DO THIS >> Rewrite every line of the material below as a numbered list, leaving out any blank lines.

ROWS >>
******************************

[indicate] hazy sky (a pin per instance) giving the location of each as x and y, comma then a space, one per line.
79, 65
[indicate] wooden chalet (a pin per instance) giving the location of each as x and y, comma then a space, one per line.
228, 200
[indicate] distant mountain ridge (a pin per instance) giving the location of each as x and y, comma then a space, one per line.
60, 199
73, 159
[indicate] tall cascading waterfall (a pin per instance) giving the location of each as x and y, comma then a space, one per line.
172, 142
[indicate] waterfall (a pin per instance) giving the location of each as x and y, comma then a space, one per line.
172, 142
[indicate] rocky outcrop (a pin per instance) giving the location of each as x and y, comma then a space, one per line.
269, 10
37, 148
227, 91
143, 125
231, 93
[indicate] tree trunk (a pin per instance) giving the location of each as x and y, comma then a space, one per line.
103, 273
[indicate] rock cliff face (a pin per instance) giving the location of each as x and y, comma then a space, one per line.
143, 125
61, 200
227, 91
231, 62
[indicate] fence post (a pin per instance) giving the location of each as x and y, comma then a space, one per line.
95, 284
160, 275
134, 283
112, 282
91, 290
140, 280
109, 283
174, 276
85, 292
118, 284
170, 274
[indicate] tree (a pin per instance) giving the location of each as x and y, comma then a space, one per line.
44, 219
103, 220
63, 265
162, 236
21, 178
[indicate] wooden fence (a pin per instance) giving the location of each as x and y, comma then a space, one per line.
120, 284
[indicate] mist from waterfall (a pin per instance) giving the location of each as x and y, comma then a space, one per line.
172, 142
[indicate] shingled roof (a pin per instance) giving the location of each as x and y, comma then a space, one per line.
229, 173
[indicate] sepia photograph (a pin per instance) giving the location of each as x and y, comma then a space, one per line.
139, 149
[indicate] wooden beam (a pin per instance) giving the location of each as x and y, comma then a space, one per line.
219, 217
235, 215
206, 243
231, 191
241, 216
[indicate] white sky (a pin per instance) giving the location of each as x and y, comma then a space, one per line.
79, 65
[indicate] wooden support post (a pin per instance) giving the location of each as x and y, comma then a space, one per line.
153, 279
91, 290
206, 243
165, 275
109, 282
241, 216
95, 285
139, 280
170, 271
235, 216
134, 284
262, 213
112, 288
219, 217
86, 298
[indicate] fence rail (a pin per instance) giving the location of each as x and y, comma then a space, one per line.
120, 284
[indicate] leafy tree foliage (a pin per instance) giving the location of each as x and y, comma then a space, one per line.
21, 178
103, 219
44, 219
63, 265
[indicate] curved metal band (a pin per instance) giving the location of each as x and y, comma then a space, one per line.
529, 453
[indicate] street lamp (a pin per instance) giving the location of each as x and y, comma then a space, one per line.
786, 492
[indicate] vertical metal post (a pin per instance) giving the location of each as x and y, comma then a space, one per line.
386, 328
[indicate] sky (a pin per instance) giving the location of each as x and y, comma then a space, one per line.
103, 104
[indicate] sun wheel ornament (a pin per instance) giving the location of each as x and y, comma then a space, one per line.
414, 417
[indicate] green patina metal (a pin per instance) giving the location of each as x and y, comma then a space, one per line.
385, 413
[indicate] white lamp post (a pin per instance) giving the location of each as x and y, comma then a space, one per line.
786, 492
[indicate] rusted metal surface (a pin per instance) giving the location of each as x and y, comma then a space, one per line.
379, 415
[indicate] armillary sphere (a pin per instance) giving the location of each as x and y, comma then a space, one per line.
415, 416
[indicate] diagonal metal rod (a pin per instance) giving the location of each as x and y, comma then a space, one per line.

******************************

COMPLETE RESPONSE >>
1. [indicate] hazy sky (a pin per instance) giving the location of each as x and y, comma then a space, one per line.
2. 79, 65
3. [indicate] wooden chalet (a pin per instance) giving the location of each as x and y, comma then a space, one per line.
4. 228, 200
5. [indicate] distant mountain ridge (a pin per instance) giving the location of each as x and y, comma then a space, one per line.
6. 60, 199
7. 73, 159
8. [indicate] tall cascading waterfall (a pin per instance) giving the location of each as x and y, comma then a space, one per line.
9. 172, 142
10. [indicate] waterfall (a pin per instance) giving the location of each as x and y, comma then a space, one per line.
11. 172, 142
12. [indicate] rocky outcrop (a pin per instance) giving the location of each as x and y, comma then a space, one per line.
13. 269, 10
14. 37, 148
15. 227, 91
16. 143, 125
17. 231, 93
18. [indicate] tree trunk (a pin per instance) giving the location of each as x and y, comma then a space, one per line.
19. 103, 273
20. [indicate] rock cliff face (a pin per instance) giving the location of each as x and y, comma then a space, one per line.
21. 143, 125
22. 61, 200
23. 227, 91
24. 231, 62
25. [indicate] fence post (a pin per instance) giving the location of each as x and y, comma then a space, one per line.
26. 95, 284
27. 160, 275
28. 134, 283
29. 112, 282
30. 91, 290
31. 140, 280
32. 109, 283
33. 174, 276
34. 85, 292
35. 118, 284
36. 170, 274
37. [indicate] tree (a pin per instance) giving the location of each as x and y, comma then a space, one per line.
38. 44, 219
39. 103, 220
40. 63, 265
41. 162, 236
42. 21, 178
43. [indicate] wooden fence (a pin per instance) giving the location of each as x and y, comma then a space, one per line.
44. 120, 284
45. [indicate] mist from waterfall (a pin per instance) giving the location of each as x and y, comma then a space, one per line.
46. 172, 142
47. [indicate] shingled roof (a pin per instance) giving the location of each as x and y, comma then a space, one per line.
48. 229, 173
49. [indicate] sepia photograph (a pin per instance) giving the location of each as x and y, comma then a space, one per line.
50. 139, 149
51. [indicate] wooden beam (a pin per instance) giving the location of each as x and y, comma then a space, one per line.
52. 219, 217
53. 235, 215
54. 206, 243
55. 231, 191
56. 241, 216
57. [indicate] white sky (a pin per instance) giving the location of each as x and y, comma then a space, one per line.
58. 79, 65
59. [indicate] wooden support post (a pin per instance) giving the location of each as x and y, comma then a space, one per line.
60. 153, 279
61. 91, 290
62. 206, 243
63. 165, 275
64. 109, 282
65. 241, 216
66. 95, 285
67. 139, 280
68. 170, 271
69. 235, 216
70. 134, 284
71. 262, 213
72. 112, 288
73. 219, 217
74. 86, 298
75. [indicate] fence rail (a pin per instance) giving the location of each as x and y, comma then a space, one per line.
76. 120, 284
77. [indicate] leafy tree foliage (a pin per instance) giving the location of each as x and y, comma then a space, one per line.
78. 21, 178
79. 103, 219
80. 44, 219
81. 63, 265
82. [indicate] curved metal band (a pin per instance) giving the location of each as x and y, comma then a space, one per line.
83. 529, 453
84. [indicate] street lamp (a pin per instance) giving the location of each as x and y, comma then a space, one per line.
85. 786, 492
86. [indicate] vertical metal post (a pin per instance) giving the location of each as x and y, comma then a space, one per line.
87. 386, 328
88. [indicate] sky (a pin per instance) giving the location of each as x and y, comma then a space, one per line.
89. 103, 104
90. [indicate] sun wheel ornament (a pin per instance) giving the location of each as x and y, comma then a space, one per line.
91. 414, 417
92. [indicate] green patina metal (a pin per instance) giving the location of each as x and y, comma then a space, one per line.
93. 385, 413
94. [indicate] white lamp post (a pin per instance) giving the location of each as x and y, comma then a space, one per line.
95. 786, 492
96. [indicate] rusted metal surface (a pin per instance) giving the location of each as x and y, comma then a space, one per line.
97. 379, 415
98. [indicate] armillary sphere (a pin per instance) giving the location of each as x and y, comma then a space, one per line.
99. 415, 416
100. [indicate] diagonal metal rod (a pin per instance) giving the location of each as x and y, comma then a space, one per line.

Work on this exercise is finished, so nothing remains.